*Data section*:
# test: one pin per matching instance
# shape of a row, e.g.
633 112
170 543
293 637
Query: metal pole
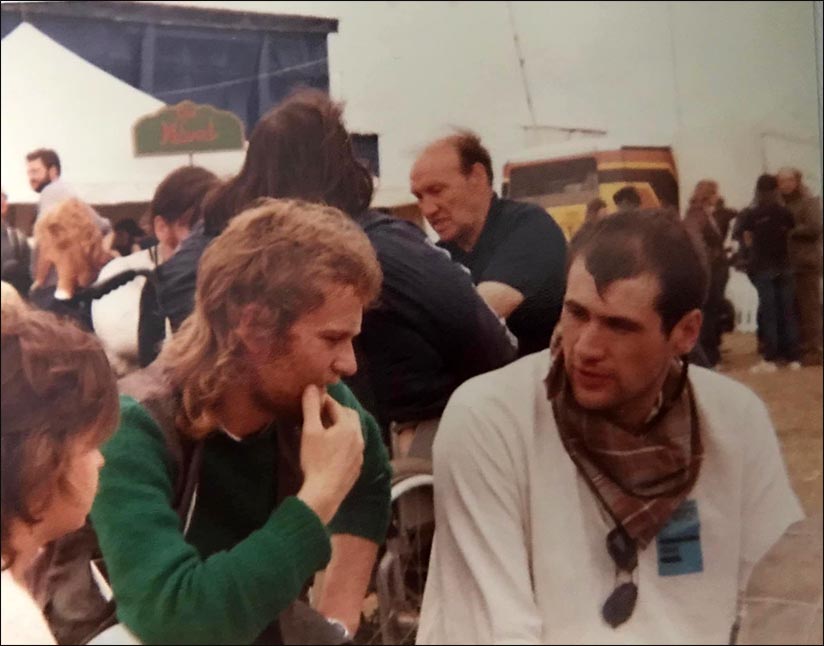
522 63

--

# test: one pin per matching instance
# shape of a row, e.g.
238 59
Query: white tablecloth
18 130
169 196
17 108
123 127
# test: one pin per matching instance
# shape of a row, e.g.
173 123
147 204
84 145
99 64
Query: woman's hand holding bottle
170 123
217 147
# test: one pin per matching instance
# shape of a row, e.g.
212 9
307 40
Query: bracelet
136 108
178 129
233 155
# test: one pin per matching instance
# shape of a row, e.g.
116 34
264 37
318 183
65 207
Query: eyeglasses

*Aim*: Please extract every line in the rows above that contains the word "Query". Treat uppercase and lowercase letters as different.

*Response for this exercise*:
Query: metal pole
Query: white tablecloth
Query: woman's hand holding bottle
Query: bracelet
Query: eyeglasses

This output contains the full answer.